BEGIN SOURCE DATA

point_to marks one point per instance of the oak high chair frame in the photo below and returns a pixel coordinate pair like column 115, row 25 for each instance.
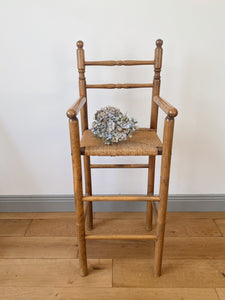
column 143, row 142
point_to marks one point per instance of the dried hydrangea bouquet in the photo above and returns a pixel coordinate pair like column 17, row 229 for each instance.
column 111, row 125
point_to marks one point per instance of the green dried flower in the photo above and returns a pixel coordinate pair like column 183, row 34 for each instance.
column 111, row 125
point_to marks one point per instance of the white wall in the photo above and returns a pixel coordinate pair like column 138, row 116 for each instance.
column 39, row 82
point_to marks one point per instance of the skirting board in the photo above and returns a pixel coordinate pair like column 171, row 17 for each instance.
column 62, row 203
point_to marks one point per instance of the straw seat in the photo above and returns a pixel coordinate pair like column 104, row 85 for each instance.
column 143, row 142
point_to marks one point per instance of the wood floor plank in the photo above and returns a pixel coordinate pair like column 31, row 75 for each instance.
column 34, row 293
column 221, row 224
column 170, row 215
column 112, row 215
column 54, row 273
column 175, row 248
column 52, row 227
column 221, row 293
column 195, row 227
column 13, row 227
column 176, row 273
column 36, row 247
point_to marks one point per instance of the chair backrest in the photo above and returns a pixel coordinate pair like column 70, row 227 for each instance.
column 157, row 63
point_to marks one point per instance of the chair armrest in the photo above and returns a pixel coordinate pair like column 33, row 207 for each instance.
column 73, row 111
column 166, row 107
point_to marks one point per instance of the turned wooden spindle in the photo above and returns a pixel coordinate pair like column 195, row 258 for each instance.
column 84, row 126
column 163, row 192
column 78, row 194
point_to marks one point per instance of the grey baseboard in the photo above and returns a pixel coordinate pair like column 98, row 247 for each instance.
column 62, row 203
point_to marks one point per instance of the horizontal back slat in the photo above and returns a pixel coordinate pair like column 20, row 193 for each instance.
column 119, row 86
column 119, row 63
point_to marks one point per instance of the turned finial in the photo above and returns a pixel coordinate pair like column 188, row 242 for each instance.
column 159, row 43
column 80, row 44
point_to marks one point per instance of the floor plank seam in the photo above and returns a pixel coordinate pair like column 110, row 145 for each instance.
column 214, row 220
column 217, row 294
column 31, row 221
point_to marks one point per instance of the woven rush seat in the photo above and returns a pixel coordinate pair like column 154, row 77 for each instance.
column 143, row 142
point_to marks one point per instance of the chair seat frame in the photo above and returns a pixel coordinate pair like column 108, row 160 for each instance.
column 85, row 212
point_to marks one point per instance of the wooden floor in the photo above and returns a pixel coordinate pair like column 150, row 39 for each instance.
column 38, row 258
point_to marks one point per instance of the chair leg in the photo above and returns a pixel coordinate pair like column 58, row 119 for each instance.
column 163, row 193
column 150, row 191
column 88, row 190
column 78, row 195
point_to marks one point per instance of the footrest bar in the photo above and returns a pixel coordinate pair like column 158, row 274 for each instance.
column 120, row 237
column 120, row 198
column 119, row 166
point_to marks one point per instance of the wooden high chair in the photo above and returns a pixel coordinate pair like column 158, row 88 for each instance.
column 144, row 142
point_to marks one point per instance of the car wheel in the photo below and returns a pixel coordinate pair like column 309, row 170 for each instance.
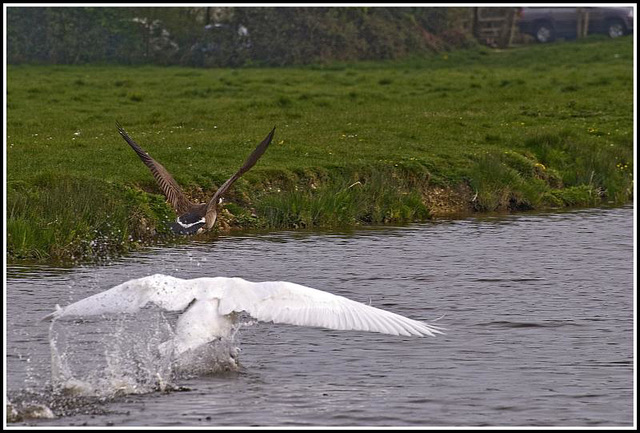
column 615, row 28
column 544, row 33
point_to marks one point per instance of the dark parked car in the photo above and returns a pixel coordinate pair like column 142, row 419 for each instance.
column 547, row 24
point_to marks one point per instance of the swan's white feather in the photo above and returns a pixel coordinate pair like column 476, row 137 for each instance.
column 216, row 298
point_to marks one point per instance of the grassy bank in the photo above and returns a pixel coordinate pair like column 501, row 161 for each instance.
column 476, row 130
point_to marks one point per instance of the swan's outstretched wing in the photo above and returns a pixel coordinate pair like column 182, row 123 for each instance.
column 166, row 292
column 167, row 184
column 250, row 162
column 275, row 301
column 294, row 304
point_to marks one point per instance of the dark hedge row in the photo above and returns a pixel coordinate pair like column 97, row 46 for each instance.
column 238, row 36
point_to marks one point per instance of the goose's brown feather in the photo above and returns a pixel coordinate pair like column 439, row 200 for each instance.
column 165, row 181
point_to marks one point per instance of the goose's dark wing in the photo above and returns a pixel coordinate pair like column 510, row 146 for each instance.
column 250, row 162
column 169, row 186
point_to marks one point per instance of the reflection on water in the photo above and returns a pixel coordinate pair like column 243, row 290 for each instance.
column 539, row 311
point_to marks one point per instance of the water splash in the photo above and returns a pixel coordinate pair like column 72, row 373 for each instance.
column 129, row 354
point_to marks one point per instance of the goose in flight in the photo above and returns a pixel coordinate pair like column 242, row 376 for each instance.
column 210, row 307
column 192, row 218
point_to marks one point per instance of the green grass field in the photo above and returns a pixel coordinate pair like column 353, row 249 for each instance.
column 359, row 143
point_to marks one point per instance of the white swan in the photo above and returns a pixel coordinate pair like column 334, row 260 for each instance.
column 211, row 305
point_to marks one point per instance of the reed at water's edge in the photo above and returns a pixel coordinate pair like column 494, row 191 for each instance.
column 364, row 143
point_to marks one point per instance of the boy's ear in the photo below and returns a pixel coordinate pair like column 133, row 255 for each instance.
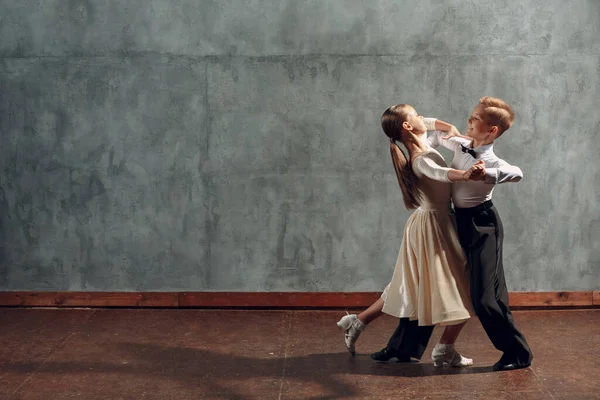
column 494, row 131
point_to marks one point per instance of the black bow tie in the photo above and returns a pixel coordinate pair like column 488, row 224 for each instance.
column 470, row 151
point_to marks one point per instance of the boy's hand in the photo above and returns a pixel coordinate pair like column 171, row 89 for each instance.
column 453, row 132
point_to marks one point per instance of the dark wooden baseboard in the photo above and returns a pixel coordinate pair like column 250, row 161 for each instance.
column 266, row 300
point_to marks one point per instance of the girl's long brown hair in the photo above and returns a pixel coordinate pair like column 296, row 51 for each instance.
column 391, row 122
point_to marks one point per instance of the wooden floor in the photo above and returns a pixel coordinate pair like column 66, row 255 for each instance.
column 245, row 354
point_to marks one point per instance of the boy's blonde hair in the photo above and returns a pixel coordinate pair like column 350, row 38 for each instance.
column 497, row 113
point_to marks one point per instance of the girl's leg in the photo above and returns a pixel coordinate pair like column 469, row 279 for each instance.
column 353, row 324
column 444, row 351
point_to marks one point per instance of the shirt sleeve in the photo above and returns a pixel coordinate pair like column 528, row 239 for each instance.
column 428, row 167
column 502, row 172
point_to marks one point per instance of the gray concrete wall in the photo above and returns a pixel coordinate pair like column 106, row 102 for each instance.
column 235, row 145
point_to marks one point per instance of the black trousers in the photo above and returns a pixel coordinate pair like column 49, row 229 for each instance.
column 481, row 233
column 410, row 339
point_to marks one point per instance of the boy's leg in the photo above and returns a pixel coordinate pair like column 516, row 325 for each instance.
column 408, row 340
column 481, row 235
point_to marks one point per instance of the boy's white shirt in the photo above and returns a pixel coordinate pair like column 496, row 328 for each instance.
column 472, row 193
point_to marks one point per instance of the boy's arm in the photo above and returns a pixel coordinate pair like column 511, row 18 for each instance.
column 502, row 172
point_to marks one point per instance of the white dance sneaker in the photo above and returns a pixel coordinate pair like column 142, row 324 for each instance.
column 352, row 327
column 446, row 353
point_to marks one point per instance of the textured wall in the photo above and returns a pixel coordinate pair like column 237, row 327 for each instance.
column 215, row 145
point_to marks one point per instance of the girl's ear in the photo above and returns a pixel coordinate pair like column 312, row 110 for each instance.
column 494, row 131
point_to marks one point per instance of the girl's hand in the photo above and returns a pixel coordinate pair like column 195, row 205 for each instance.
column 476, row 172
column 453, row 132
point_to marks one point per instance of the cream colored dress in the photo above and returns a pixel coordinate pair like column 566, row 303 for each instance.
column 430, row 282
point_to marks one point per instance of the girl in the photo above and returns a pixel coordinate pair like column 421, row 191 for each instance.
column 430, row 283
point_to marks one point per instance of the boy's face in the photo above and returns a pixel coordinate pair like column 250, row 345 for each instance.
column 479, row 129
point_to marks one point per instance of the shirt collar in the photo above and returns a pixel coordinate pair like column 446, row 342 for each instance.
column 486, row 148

END SOURCE DATA

### BRIEF
Your task is to extract the lines running from the one with "point_to marks one point per instance of the white dance" to the end of the material, inclusive, copying each exactly and adding nothing.

### FULL SOLUTION
point_to marks one point per instance of the white dance sneaker in the photo above and returns a pixel coordinate pair like column 142, row 324 for each instance.
column 352, row 327
column 446, row 353
point_to marks one point per instance of the textured wall in the photo above and returns a pixel coordinate pair like column 237, row 327 for each instance.
column 215, row 145
point_to marks one point per instance of the girl's ear in the photo above and returns a pixel coordinate pair like column 312, row 110 for each instance.
column 494, row 131
point_to marks one point per instance of the girl's hand in the photo above and returns a pixel coordinate pair like column 195, row 205 for each instance.
column 476, row 172
column 453, row 132
point_to marks one point per instance of the cream colored dress in the photo above and returns a pixel coordinate pair like column 566, row 303 for each instance.
column 430, row 282
point_to marks one point per instance of the girl in the photo above and returns a pixel coordinate pair like column 421, row 191 for each instance.
column 430, row 283
point_to marks one point per instance of the boy's face in the photo above and returns a pixel coordinate pair like column 250, row 345 for each instance.
column 479, row 129
point_to marks one point per instance of the shirt collar in the photo above and returns a pixel coordinate pair like column 446, row 342 for each instance.
column 486, row 148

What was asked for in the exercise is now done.